* Problem details
Pull out every line of the material below that contains the word "wall", copying each one unchanged.

** Begin **

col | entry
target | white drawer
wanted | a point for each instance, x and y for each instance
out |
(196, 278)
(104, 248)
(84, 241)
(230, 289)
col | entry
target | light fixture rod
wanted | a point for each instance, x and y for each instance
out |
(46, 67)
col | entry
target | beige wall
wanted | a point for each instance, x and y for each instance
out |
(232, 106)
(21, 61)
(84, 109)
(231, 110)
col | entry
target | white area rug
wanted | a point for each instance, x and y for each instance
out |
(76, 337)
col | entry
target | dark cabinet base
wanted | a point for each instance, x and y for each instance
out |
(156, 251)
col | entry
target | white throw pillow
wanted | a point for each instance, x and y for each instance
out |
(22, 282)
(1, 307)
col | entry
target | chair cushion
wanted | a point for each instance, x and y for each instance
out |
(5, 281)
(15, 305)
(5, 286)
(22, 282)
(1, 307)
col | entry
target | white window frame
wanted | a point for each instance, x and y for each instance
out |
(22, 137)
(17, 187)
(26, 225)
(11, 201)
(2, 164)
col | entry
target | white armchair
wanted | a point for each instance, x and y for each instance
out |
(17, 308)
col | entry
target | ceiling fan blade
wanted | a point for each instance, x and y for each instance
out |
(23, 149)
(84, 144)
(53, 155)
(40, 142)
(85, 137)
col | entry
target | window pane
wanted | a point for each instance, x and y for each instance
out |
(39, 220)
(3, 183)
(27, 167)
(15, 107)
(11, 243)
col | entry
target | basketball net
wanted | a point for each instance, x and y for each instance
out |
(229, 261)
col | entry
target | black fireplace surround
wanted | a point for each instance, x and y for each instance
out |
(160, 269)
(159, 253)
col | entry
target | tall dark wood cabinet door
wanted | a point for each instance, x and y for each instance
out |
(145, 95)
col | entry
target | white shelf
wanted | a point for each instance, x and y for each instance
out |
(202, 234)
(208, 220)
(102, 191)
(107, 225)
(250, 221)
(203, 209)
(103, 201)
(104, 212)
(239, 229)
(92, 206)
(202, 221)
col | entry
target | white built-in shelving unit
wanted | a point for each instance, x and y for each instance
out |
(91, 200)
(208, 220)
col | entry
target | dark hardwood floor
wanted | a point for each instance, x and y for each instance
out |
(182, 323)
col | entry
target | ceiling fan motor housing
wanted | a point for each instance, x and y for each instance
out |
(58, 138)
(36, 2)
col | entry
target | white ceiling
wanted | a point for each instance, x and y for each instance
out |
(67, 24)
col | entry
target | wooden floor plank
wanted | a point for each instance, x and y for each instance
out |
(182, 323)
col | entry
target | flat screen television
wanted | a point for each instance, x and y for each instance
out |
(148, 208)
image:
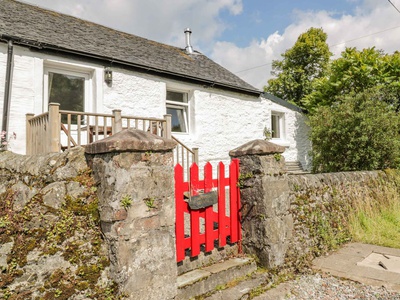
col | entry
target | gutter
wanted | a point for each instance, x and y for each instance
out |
(7, 90)
(147, 69)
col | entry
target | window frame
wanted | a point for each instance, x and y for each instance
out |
(280, 116)
(88, 104)
(185, 105)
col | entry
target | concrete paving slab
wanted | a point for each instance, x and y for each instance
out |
(382, 262)
(350, 262)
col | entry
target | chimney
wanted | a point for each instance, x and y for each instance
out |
(189, 48)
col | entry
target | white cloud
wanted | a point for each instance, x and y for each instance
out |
(165, 21)
(162, 21)
(356, 30)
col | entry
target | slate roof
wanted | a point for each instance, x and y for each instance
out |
(52, 31)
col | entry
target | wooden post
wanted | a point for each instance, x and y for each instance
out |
(117, 125)
(54, 126)
(167, 126)
(195, 155)
(28, 134)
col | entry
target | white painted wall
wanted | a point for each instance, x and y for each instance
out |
(219, 121)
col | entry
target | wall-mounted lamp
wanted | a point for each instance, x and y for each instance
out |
(108, 75)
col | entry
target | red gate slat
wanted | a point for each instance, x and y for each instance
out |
(195, 214)
(233, 201)
(179, 214)
(209, 216)
(238, 201)
(221, 205)
(227, 225)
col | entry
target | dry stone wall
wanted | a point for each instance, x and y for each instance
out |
(50, 243)
(89, 225)
(290, 219)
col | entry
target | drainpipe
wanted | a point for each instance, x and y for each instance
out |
(7, 89)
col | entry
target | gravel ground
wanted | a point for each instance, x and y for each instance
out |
(330, 288)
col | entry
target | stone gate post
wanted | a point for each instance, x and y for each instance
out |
(134, 170)
(266, 221)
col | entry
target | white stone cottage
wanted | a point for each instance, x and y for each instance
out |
(47, 56)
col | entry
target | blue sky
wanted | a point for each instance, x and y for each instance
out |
(263, 17)
(245, 36)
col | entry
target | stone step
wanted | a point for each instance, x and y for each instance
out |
(206, 279)
(241, 290)
(294, 167)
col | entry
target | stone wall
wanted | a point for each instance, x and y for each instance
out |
(93, 225)
(50, 243)
(290, 219)
(321, 204)
(136, 203)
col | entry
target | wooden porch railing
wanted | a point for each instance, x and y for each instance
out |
(185, 156)
(58, 130)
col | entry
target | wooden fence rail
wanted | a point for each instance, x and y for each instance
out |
(58, 130)
(207, 225)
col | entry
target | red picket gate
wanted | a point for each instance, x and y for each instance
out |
(217, 225)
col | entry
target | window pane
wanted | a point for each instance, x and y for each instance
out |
(178, 119)
(68, 91)
(176, 96)
(275, 126)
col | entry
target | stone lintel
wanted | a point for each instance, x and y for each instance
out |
(257, 147)
(131, 140)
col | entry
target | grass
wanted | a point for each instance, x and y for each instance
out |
(376, 218)
(379, 227)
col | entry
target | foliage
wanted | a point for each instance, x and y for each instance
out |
(72, 232)
(354, 72)
(126, 201)
(301, 65)
(378, 222)
(358, 132)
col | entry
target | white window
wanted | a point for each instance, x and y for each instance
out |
(177, 107)
(69, 88)
(278, 125)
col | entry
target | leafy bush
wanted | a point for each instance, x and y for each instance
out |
(357, 132)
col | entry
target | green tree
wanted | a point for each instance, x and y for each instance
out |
(357, 132)
(301, 65)
(356, 71)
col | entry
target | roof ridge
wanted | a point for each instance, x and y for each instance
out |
(48, 10)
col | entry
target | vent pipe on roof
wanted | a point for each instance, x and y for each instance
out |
(189, 48)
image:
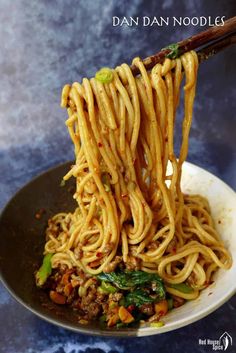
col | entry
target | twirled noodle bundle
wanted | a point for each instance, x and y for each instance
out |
(128, 206)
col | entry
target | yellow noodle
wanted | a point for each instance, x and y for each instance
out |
(123, 134)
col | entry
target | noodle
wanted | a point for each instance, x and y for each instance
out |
(123, 135)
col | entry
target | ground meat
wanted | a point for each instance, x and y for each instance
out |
(177, 301)
(116, 296)
(93, 310)
(147, 309)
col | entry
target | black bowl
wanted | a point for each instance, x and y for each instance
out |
(22, 242)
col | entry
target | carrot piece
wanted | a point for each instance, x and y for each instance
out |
(113, 320)
(125, 315)
(161, 307)
(68, 289)
(57, 298)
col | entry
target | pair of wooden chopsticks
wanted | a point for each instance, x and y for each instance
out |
(206, 43)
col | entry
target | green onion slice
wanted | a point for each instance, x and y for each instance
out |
(104, 75)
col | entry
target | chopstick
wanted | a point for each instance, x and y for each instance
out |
(208, 43)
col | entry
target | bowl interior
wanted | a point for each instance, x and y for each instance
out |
(22, 242)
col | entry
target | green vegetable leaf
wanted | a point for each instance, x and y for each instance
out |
(174, 51)
(107, 288)
(138, 297)
(132, 279)
(182, 287)
(104, 75)
(44, 271)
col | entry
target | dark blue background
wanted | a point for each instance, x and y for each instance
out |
(45, 44)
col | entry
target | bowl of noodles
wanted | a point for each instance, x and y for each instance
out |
(129, 239)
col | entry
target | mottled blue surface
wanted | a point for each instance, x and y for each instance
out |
(45, 44)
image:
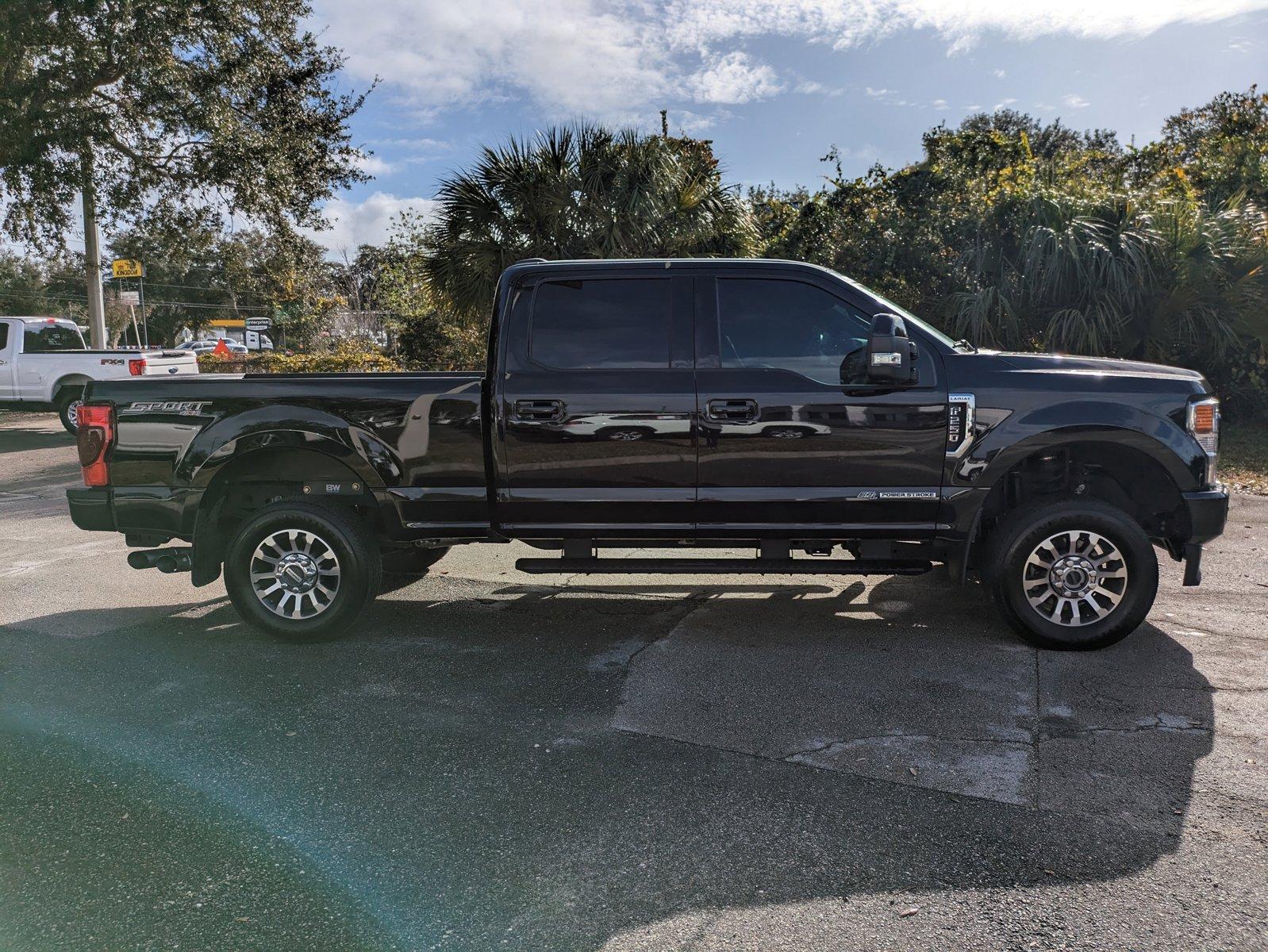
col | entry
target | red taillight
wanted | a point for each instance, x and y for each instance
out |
(94, 435)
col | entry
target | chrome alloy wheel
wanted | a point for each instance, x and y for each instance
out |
(1074, 578)
(294, 574)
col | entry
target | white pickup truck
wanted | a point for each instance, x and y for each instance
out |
(44, 364)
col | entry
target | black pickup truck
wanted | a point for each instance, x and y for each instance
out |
(682, 405)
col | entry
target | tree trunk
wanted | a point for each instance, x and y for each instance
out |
(93, 255)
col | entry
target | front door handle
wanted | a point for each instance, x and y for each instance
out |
(539, 411)
(732, 411)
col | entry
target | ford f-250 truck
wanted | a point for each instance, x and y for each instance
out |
(44, 365)
(682, 405)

** End **

* The result
target | beige wall
target | white painted wall
target | wall-mounted lamp
target | dry stone wall
target | stone wall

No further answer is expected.